ZADANIE 1 –
Wypisz bez zmian wiersze rekordów od wiersza zawierającego „Keep to two rules. Tag each instance of the athletic” aż do ostatniego wiersza rekordów włącznie.

TEKST ŹRÓDŁOWY –
.....

Skąd ta zmiana?
W ciągu ostatnich dwóch tygodni mamy zmianę w treści głosów dobiegających z zachodu do Polski. Wcześniej mieliśmy stare ględzenia dotyczące "praworządności" i niemal jawne sugestie, że póki Polska nie wycofa się z regulacji prawnych dotyczących KRSu, nie wygasi Turowa i nie zapłaci "kary" za to, że kopalnia i elektrownia, nieopodal, dalej pracuje, a premier MM nie wycofa swego wniosku do TK w sprawie wyższości prawa krajowego nad europejskim w dziedzinach które nie zostały przekazane UE zgodnie z traktatami, to Warszawa nie ma co liczyć na forsę z KFO. 7 X 2021 polski TK wydał w tej sprawie orzeczenie wiadomej treści. KE wydała oświadczenie, że natychmiast przekaże je swoim służbom prawnym dla oceny, Jourova także groziła poważnymi konsekwencjami. Ale wkrótce później coś się zmieniło. Pojawiło się szereg wypowiedzi polityków (francuskich i hiszpańskich) oraz prawników m. in z Niemiec, że orzeczenie TK RP mieści się w nurcie orzeczeń podobnych instytucji w innych państwach UE. Zwłaszcza głośno wybiły się głosy kandydatów w prezydenckich wyborach we Francji w 2022 roku (dziś jest tak, że wszyscy oni, poza Macronem, poparli treść orzeczenia z 7 X). Nie zwracając uwagi na głosy z zachodu, nasza total opposition i jej lider rozwrzeszczała się na cały świat, że Polska chce opuścić UE i zapowiedziano walkę z strasznym PiSowskim rządem. Początkiem tej walki miała być demonstracja w Warszawie w niedzielę 10 X. Demonstracja się odbyła, przyszło ok. 25-30 tys. ludzi, czyli kilkakrotnie mniej niż się spodziewano. Demonstrowano także w innych miastach, ale uczestniczyło w nich od paru tysięcy (Wrocław) do 100 osób (Kielce). Czyli klapa. W sieci internauci wyśmiali organizatorów i przemówienie samego Tuska na tym spędzie. I już od poniedziałku mamy nieco inną narrację. Pojawiły się krytyczne głosy w prasie krajowej i na portalach dotyczące zarówno demonstracji jaki i gawędy Tuska tamże. Ponadto, w prasie zachodniej (Le Figaro, Suddeutsche Zeitung i in.) opublikowano szereg artykułów w których stwierdzono, że orzeczenie TK RP nie jest niczym nadzwyczajnym i jest podobne do orzeczeń TK w innych państwach. Wczoraj Merkel wezwała "unijnych partnerów" do rozmów z Polską i odejście od polityki konfrontacji.

.....

ZADANIE 2 –
Wymień wszystkie miasta, które tekst o orzeczeniu TK przywołuje z nazwy jako miejsca demonstracji.

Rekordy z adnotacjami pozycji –
.....

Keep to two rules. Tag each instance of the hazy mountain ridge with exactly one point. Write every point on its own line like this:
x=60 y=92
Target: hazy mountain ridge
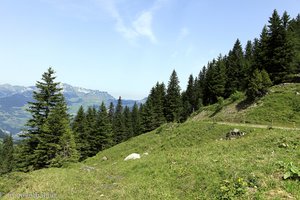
x=14 y=99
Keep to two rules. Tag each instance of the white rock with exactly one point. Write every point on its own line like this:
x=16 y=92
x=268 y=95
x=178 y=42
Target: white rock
x=133 y=156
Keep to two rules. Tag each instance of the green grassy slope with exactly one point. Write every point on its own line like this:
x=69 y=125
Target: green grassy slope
x=186 y=161
x=281 y=107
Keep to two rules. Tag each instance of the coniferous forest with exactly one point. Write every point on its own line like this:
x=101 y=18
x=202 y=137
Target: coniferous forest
x=53 y=138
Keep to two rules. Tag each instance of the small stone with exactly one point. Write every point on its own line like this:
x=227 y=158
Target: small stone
x=133 y=156
x=104 y=158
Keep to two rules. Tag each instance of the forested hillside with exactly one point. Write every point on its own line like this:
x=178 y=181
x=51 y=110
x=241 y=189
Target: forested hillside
x=54 y=139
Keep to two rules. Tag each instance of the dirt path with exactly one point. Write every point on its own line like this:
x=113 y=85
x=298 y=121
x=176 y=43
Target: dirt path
x=256 y=126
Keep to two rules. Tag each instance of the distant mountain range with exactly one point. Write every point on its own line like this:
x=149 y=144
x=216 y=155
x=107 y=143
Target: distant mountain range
x=13 y=103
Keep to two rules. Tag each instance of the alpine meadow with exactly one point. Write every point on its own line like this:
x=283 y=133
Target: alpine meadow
x=232 y=133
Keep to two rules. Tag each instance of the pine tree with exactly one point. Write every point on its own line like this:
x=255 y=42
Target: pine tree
x=104 y=129
x=111 y=112
x=91 y=122
x=294 y=30
x=136 y=120
x=216 y=79
x=173 y=103
x=6 y=155
x=118 y=123
x=280 y=49
x=127 y=123
x=266 y=82
x=235 y=70
x=157 y=98
x=148 y=116
x=200 y=88
x=55 y=139
x=191 y=103
x=47 y=95
x=79 y=128
x=254 y=87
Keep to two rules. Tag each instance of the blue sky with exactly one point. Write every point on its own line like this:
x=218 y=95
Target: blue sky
x=124 y=46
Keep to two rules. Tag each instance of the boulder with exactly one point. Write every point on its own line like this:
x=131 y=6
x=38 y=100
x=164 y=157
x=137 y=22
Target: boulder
x=235 y=133
x=133 y=156
x=104 y=158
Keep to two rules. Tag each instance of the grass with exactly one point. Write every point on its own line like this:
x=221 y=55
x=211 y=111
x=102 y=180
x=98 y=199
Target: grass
x=281 y=107
x=186 y=161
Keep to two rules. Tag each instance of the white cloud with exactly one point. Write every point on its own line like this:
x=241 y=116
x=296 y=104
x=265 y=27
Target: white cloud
x=184 y=32
x=141 y=26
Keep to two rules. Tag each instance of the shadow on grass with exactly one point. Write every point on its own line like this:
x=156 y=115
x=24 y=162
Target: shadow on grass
x=244 y=104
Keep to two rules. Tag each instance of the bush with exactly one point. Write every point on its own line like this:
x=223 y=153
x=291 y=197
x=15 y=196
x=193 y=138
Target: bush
x=235 y=96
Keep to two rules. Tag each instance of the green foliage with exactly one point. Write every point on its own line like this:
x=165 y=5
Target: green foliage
x=118 y=123
x=45 y=98
x=236 y=96
x=173 y=99
x=233 y=188
x=6 y=155
x=136 y=120
x=291 y=171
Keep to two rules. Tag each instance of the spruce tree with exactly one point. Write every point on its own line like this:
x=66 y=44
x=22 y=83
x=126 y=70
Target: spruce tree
x=79 y=127
x=111 y=112
x=254 y=86
x=127 y=123
x=148 y=115
x=47 y=95
x=118 y=123
x=6 y=155
x=157 y=98
x=56 y=140
x=91 y=122
x=136 y=120
x=104 y=129
x=191 y=95
x=235 y=70
x=173 y=103
x=280 y=49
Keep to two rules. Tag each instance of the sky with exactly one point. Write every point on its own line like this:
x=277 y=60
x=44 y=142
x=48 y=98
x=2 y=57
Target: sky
x=124 y=46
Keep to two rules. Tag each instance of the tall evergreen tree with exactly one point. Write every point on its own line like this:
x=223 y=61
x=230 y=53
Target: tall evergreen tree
x=200 y=88
x=136 y=120
x=118 y=123
x=6 y=155
x=148 y=116
x=111 y=112
x=294 y=30
x=157 y=98
x=192 y=102
x=235 y=70
x=47 y=95
x=55 y=139
x=91 y=122
x=280 y=49
x=127 y=123
x=216 y=80
x=173 y=104
x=79 y=127
x=104 y=129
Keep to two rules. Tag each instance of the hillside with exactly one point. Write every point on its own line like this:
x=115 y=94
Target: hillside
x=187 y=161
x=281 y=107
x=13 y=103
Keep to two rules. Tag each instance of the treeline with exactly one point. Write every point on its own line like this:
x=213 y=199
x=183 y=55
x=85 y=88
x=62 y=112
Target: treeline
x=53 y=138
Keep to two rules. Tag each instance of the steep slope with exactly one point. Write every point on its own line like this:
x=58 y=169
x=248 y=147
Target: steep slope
x=192 y=160
x=281 y=107
x=13 y=103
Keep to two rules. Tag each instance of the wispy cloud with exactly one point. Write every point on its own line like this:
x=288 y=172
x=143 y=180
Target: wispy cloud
x=183 y=33
x=140 y=27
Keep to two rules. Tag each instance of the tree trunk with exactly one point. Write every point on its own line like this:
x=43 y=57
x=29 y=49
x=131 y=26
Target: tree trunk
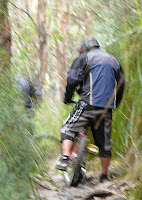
x=5 y=36
x=42 y=50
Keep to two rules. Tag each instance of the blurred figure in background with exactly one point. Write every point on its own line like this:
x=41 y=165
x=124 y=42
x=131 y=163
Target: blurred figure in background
x=101 y=81
x=32 y=92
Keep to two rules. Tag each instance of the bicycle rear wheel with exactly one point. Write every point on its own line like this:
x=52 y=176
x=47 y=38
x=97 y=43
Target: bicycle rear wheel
x=73 y=173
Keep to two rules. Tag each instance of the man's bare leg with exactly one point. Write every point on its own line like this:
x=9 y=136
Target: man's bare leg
x=105 y=161
x=66 y=147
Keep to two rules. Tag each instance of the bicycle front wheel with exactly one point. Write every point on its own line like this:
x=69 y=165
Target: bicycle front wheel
x=73 y=174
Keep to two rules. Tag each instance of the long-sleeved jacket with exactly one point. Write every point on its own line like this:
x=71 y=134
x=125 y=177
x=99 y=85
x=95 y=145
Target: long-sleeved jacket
x=100 y=77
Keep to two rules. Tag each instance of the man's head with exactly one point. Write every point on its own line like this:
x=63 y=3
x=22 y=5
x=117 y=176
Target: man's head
x=88 y=43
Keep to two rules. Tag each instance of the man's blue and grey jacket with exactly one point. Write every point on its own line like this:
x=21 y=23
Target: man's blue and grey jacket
x=100 y=78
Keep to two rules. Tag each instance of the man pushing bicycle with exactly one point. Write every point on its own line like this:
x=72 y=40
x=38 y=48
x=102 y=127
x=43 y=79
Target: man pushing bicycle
x=101 y=84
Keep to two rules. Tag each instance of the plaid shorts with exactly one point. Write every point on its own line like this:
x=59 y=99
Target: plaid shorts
x=82 y=117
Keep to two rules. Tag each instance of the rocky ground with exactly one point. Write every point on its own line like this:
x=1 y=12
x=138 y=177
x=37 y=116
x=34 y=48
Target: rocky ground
x=88 y=189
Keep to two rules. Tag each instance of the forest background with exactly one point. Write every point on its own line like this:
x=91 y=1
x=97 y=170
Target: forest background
x=39 y=39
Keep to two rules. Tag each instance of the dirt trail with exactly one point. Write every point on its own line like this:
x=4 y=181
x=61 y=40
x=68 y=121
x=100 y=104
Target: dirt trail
x=89 y=189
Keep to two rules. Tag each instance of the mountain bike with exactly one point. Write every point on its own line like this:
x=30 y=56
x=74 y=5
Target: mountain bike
x=75 y=170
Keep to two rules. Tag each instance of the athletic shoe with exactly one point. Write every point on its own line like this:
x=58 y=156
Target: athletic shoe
x=62 y=163
x=104 y=177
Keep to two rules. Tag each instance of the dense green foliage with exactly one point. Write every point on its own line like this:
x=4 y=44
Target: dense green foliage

.....

WYNIK KOŃCOWY 1 –
Keep to two rules. Tag each instance of the athletic shoe with exactly one point. Write every point on its own line like this:
x=58 y=156
Target: athletic shoe
x=62 y=163
x=104 y=177
Keep to two rules. Tag each instance of the dense green foliage with exactly one point. Write every point on its own line like this:
x=4 y=44
Target: dense green foliage

WYNIK KOŃCOWY 2 –
Warszawa, Wrocław, Kielce